GOAL -> Pull out each line of the data below that contains the word "ceiling". Uppercase and lowercase must match.

ENTRIES PROVIDED ->
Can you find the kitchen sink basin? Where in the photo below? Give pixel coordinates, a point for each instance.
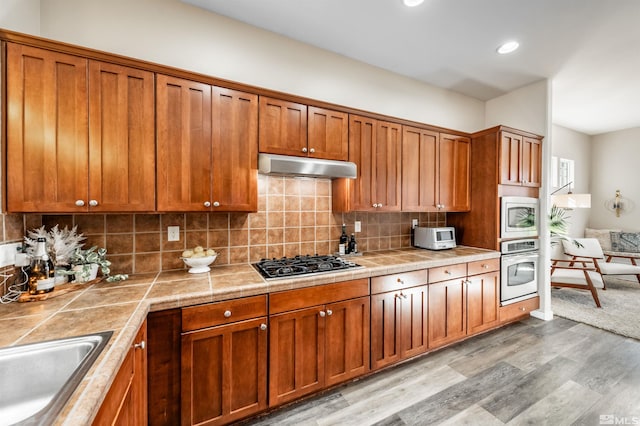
(37, 379)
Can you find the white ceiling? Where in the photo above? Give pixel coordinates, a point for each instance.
(589, 48)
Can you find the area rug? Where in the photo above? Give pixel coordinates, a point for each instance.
(620, 307)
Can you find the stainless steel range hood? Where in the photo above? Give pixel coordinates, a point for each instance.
(303, 166)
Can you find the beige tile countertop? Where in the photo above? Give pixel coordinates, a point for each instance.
(123, 306)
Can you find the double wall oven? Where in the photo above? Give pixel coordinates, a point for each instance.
(519, 247)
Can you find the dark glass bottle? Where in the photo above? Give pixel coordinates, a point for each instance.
(40, 277)
(353, 245)
(344, 240)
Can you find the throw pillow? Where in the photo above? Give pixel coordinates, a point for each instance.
(628, 242)
(602, 235)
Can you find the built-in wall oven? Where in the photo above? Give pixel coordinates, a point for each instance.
(519, 270)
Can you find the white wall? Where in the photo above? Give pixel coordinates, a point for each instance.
(176, 34)
(20, 15)
(615, 164)
(525, 108)
(575, 146)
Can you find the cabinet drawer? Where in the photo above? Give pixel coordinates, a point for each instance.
(291, 300)
(448, 272)
(518, 310)
(482, 266)
(395, 282)
(218, 313)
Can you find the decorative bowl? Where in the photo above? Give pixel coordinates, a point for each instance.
(199, 265)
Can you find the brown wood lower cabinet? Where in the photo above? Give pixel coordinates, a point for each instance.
(126, 401)
(224, 367)
(319, 336)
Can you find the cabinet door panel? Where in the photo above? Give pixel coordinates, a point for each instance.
(235, 150)
(347, 340)
(447, 312)
(121, 138)
(362, 134)
(419, 169)
(328, 134)
(386, 309)
(224, 373)
(184, 144)
(283, 127)
(531, 162)
(414, 321)
(454, 159)
(296, 354)
(483, 302)
(47, 131)
(510, 157)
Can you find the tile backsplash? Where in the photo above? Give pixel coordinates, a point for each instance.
(294, 217)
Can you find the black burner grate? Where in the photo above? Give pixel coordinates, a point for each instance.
(301, 265)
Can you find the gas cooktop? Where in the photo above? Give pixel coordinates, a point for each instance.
(302, 265)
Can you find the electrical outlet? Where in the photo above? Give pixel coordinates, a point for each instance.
(8, 254)
(173, 233)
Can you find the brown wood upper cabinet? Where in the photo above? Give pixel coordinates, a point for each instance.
(435, 171)
(80, 134)
(520, 159)
(207, 147)
(290, 128)
(375, 147)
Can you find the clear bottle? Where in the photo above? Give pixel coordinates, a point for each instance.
(353, 245)
(344, 240)
(40, 278)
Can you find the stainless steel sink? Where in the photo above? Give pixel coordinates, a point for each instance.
(37, 379)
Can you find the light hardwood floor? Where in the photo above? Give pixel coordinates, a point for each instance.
(533, 372)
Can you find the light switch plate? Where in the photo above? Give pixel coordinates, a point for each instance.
(173, 233)
(8, 254)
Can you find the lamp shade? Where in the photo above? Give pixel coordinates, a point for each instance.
(572, 201)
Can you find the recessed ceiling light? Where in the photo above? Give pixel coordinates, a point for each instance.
(508, 47)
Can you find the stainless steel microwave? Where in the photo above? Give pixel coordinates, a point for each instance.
(434, 238)
(518, 217)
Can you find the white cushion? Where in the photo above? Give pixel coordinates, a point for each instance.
(610, 268)
(576, 276)
(602, 235)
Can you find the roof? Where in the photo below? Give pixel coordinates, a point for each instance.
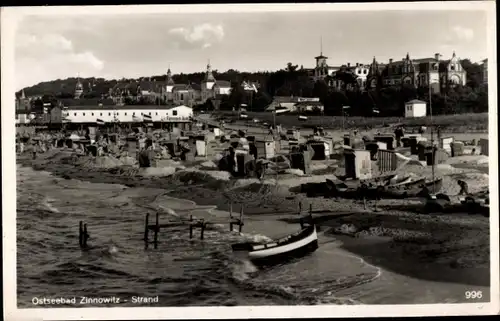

TASK RESULT ->
Can you find the white ceiling? Where in the photo above? Give pixel coordinates, a point for each instance.
Can you find the recessed ceiling light? Where in the photo above? Give pixel coordinates, a point for each instance.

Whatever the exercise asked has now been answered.